Excerpts from point annotation data
★ ★ ★

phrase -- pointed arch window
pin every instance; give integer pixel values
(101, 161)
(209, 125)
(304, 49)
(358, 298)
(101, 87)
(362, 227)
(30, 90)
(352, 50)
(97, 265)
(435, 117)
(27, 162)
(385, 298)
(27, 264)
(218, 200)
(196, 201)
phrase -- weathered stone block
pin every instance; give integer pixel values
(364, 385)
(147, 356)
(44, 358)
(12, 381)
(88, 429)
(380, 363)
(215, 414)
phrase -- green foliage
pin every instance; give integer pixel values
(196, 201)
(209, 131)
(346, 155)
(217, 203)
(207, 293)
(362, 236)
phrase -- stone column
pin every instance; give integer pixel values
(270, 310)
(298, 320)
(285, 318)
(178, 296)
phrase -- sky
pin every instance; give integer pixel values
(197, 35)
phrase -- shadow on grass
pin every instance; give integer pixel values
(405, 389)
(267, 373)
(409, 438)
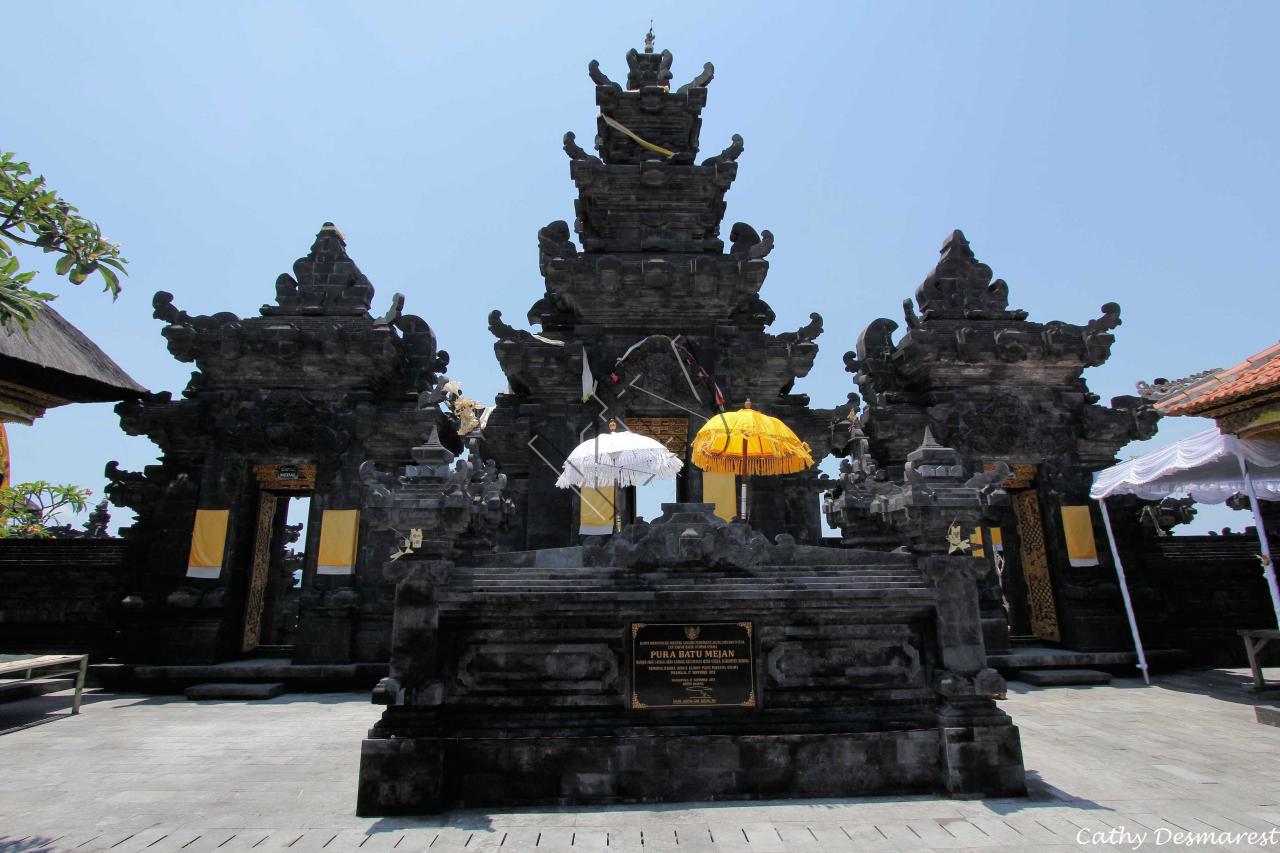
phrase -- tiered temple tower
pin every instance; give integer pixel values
(650, 318)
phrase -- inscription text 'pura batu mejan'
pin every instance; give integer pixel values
(702, 665)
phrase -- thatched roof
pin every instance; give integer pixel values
(56, 359)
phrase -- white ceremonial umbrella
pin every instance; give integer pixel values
(620, 460)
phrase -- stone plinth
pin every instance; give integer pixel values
(512, 676)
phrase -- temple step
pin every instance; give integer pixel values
(1063, 678)
(269, 653)
(236, 690)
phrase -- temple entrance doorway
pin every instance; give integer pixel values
(278, 557)
(1025, 579)
(645, 501)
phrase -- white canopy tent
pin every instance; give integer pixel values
(1208, 468)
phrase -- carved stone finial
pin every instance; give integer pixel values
(960, 284)
(324, 282)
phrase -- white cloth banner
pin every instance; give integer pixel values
(1203, 466)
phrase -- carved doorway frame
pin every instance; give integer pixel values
(274, 480)
(672, 433)
(1033, 555)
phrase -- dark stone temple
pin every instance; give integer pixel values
(717, 652)
(652, 315)
(691, 657)
(1002, 389)
(283, 405)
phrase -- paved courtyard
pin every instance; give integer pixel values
(1120, 766)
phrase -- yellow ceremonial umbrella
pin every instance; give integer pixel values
(748, 442)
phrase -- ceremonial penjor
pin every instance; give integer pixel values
(718, 651)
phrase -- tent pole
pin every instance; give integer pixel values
(1124, 591)
(1269, 569)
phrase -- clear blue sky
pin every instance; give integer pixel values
(1091, 151)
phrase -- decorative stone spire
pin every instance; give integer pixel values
(324, 282)
(960, 286)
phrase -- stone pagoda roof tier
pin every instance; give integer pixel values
(649, 110)
(319, 336)
(679, 292)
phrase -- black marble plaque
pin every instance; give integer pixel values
(691, 665)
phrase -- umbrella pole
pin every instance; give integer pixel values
(1124, 591)
(1269, 569)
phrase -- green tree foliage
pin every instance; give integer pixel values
(31, 214)
(28, 510)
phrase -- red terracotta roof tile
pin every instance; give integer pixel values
(1256, 374)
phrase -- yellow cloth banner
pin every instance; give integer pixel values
(1082, 550)
(4, 457)
(208, 543)
(338, 533)
(976, 541)
(721, 489)
(595, 514)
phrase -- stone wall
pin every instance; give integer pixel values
(60, 594)
(1194, 593)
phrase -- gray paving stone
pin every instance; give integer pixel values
(159, 774)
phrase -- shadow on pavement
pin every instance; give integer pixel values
(17, 844)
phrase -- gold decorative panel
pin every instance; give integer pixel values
(1040, 587)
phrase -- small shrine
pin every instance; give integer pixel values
(284, 405)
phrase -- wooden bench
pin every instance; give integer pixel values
(77, 664)
(1255, 641)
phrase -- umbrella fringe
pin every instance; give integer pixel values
(620, 468)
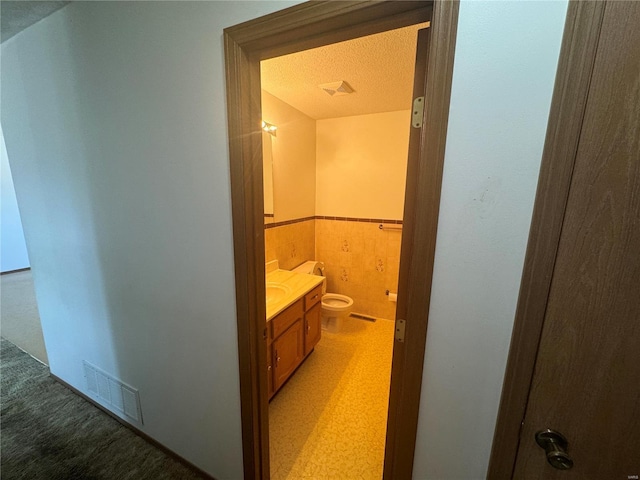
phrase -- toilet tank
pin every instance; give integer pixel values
(311, 267)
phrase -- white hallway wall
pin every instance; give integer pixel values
(114, 117)
(504, 70)
(13, 250)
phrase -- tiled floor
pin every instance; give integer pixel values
(19, 318)
(329, 420)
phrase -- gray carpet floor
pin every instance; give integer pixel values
(50, 433)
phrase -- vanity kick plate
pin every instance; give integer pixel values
(400, 324)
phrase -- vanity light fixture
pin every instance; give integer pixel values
(269, 128)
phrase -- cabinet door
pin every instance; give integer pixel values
(288, 352)
(313, 327)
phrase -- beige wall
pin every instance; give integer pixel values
(294, 159)
(360, 171)
(361, 164)
(290, 244)
(361, 261)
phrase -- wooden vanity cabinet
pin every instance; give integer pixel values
(291, 335)
(288, 352)
(312, 319)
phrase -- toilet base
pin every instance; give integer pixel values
(333, 324)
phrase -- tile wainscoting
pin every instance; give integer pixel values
(361, 260)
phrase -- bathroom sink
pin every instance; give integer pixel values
(276, 292)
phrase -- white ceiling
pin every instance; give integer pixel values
(378, 67)
(16, 16)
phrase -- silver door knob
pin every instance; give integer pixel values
(555, 445)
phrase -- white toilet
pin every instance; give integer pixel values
(335, 307)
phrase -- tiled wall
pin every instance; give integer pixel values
(361, 261)
(290, 244)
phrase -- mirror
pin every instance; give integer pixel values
(267, 177)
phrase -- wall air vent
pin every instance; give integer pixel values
(335, 89)
(111, 391)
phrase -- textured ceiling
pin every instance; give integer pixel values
(16, 16)
(378, 67)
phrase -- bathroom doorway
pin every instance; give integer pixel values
(296, 29)
(335, 160)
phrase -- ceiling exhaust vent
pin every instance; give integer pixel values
(335, 89)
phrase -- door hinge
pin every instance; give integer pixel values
(400, 324)
(418, 112)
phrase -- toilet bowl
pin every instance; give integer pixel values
(335, 307)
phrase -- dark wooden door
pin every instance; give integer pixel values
(586, 383)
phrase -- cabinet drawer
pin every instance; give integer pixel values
(313, 297)
(287, 318)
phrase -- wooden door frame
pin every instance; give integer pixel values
(575, 66)
(304, 26)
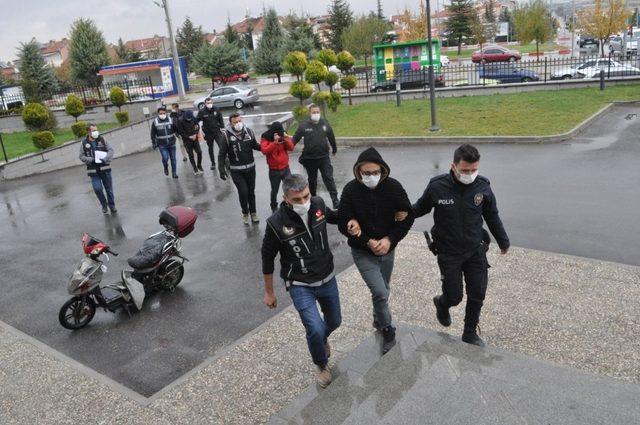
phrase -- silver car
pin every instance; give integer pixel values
(227, 96)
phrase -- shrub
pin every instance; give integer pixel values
(35, 116)
(316, 72)
(349, 83)
(79, 129)
(301, 90)
(331, 80)
(335, 101)
(43, 139)
(295, 63)
(300, 113)
(122, 117)
(73, 106)
(327, 57)
(345, 61)
(117, 97)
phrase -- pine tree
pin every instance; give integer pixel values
(87, 51)
(380, 12)
(270, 52)
(189, 39)
(34, 69)
(461, 15)
(340, 18)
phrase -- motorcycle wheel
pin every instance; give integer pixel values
(77, 312)
(173, 274)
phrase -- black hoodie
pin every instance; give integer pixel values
(375, 208)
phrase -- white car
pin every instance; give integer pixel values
(226, 96)
(610, 72)
(573, 72)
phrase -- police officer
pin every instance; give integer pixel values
(99, 166)
(238, 144)
(163, 136)
(298, 231)
(461, 200)
(317, 135)
(212, 126)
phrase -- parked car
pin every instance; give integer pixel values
(572, 72)
(610, 72)
(506, 73)
(409, 80)
(235, 77)
(495, 54)
(587, 40)
(236, 96)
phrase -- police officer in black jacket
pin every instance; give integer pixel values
(238, 144)
(461, 200)
(318, 136)
(212, 127)
(298, 231)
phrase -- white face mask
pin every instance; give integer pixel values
(371, 181)
(302, 209)
(467, 178)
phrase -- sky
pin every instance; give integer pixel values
(51, 20)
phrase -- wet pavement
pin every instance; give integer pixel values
(575, 198)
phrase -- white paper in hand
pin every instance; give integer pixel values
(100, 156)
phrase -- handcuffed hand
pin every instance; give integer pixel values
(353, 227)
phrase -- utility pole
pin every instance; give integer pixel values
(432, 89)
(174, 50)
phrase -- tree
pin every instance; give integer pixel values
(36, 74)
(316, 72)
(73, 106)
(458, 25)
(363, 34)
(532, 23)
(340, 18)
(416, 26)
(87, 51)
(222, 60)
(230, 33)
(379, 11)
(605, 18)
(295, 63)
(126, 55)
(189, 38)
(271, 47)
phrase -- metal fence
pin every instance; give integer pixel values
(139, 89)
(477, 74)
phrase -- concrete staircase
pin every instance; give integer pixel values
(434, 378)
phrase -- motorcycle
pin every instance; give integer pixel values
(158, 265)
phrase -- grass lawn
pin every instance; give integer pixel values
(20, 143)
(522, 114)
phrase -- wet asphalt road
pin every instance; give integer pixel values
(578, 198)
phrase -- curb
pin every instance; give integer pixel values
(424, 140)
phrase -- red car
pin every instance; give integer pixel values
(495, 54)
(233, 78)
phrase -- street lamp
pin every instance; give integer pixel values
(164, 4)
(432, 89)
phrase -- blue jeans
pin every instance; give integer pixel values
(169, 152)
(376, 273)
(100, 179)
(318, 328)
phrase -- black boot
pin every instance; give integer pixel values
(471, 320)
(388, 339)
(442, 313)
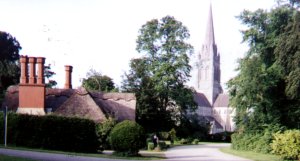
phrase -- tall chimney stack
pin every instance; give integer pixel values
(68, 84)
(32, 87)
(24, 69)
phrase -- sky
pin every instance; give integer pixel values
(101, 34)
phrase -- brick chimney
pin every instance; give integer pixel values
(68, 79)
(32, 88)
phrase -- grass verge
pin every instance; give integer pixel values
(144, 155)
(252, 155)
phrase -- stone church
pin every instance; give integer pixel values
(213, 104)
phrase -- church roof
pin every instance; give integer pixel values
(201, 100)
(79, 102)
(222, 101)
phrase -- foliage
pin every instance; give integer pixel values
(162, 145)
(163, 136)
(172, 134)
(264, 91)
(196, 141)
(9, 56)
(51, 132)
(150, 146)
(287, 144)
(95, 81)
(127, 137)
(158, 77)
(257, 142)
(103, 129)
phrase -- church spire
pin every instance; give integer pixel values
(210, 36)
(209, 72)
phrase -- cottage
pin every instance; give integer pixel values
(32, 97)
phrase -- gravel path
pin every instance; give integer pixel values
(206, 152)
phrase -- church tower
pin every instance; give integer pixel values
(208, 65)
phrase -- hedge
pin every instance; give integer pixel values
(287, 144)
(127, 137)
(51, 132)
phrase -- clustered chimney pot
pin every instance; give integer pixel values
(68, 69)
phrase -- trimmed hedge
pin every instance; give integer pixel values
(51, 132)
(127, 137)
(287, 144)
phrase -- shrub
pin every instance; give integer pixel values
(150, 146)
(163, 135)
(52, 132)
(287, 144)
(127, 137)
(162, 145)
(183, 141)
(196, 141)
(103, 129)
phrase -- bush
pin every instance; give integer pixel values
(150, 146)
(196, 141)
(183, 141)
(163, 135)
(287, 144)
(103, 129)
(172, 134)
(52, 132)
(127, 137)
(162, 145)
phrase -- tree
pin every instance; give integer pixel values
(9, 56)
(98, 82)
(258, 92)
(158, 77)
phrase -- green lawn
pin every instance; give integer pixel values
(10, 158)
(252, 155)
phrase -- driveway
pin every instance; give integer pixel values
(206, 152)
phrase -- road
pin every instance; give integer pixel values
(205, 152)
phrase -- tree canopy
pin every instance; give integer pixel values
(95, 81)
(266, 90)
(9, 56)
(158, 77)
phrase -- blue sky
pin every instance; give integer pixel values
(101, 34)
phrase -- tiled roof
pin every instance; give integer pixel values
(201, 100)
(222, 101)
(79, 102)
(211, 119)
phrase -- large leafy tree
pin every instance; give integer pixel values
(95, 81)
(158, 77)
(260, 92)
(9, 56)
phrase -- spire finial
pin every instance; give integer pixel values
(210, 36)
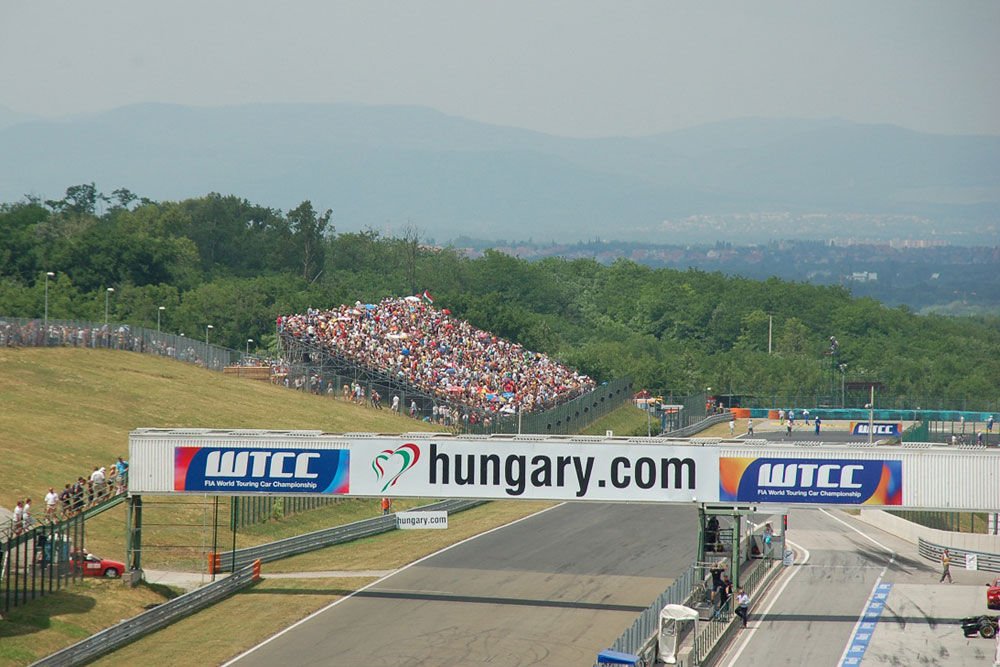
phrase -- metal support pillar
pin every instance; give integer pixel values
(134, 537)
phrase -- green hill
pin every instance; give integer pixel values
(68, 410)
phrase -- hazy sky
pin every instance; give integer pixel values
(579, 68)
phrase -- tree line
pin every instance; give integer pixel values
(225, 261)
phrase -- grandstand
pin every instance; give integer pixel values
(429, 357)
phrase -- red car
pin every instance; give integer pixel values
(993, 595)
(92, 566)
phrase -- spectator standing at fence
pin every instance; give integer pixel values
(66, 501)
(97, 482)
(743, 606)
(945, 567)
(51, 500)
(121, 478)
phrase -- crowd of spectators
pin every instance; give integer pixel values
(438, 354)
(102, 483)
(33, 333)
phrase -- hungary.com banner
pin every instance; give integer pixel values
(535, 470)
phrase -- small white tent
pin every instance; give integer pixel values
(671, 617)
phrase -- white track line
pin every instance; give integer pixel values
(864, 609)
(363, 588)
(747, 634)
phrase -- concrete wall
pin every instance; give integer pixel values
(911, 531)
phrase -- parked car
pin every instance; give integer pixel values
(985, 626)
(993, 595)
(90, 565)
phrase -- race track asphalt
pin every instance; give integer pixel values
(552, 589)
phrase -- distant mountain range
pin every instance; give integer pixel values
(389, 168)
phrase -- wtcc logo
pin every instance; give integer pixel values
(878, 428)
(390, 464)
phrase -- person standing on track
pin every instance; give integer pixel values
(743, 606)
(945, 567)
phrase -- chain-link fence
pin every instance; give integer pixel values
(43, 559)
(17, 332)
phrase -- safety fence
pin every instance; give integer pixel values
(129, 630)
(319, 371)
(637, 637)
(984, 561)
(956, 522)
(41, 560)
(252, 510)
(712, 632)
(226, 561)
(859, 398)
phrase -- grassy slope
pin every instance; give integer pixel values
(66, 411)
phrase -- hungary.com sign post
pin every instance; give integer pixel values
(456, 469)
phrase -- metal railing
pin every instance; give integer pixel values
(931, 551)
(299, 544)
(128, 631)
(40, 560)
(711, 632)
(647, 624)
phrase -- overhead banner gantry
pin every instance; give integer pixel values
(220, 462)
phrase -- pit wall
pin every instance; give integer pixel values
(913, 531)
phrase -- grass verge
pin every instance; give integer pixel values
(248, 617)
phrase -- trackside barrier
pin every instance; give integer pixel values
(636, 640)
(128, 631)
(698, 426)
(985, 561)
(641, 638)
(712, 633)
(292, 546)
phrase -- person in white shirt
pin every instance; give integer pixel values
(51, 501)
(742, 606)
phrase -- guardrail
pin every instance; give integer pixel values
(129, 630)
(635, 640)
(984, 561)
(292, 546)
(699, 426)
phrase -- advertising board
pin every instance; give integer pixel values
(819, 481)
(455, 469)
(877, 428)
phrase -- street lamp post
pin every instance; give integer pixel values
(843, 385)
(48, 274)
(107, 297)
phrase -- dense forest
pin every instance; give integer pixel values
(237, 265)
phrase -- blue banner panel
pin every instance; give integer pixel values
(256, 470)
(878, 428)
(820, 481)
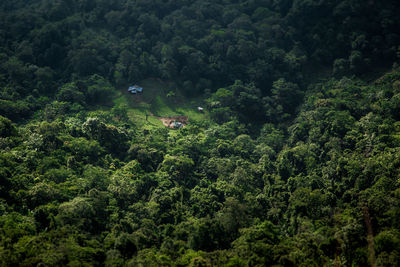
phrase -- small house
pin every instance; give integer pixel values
(135, 89)
(177, 124)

★ ★ ★

Leaving out every picture, copy exactly the lines from the one that contains "phrase -- person in white shirt" through the end of the entries above.

phrase -- person in white shirt
pin every instance; give integer pixel values
(51, 501)
(742, 606)
phrase -- guardrail
pin every instance; give integer pixel values
(129, 630)
(635, 640)
(984, 561)
(292, 546)
(699, 426)
phrase -- advertising board
pin every instance; give integer pixel values
(819, 481)
(455, 469)
(877, 428)
phrase -- street lamp post
pin every instance; give integer pixel values
(843, 385)
(48, 274)
(107, 297)
phrase -- dense forest
pin every instance; give integer pixel values
(237, 265)
phrase -- blue banner panel
pin every instance; give integer pixel values
(256, 470)
(878, 428)
(820, 481)
phrase -- small house
pin every instance; give integer pixel values
(135, 89)
(177, 124)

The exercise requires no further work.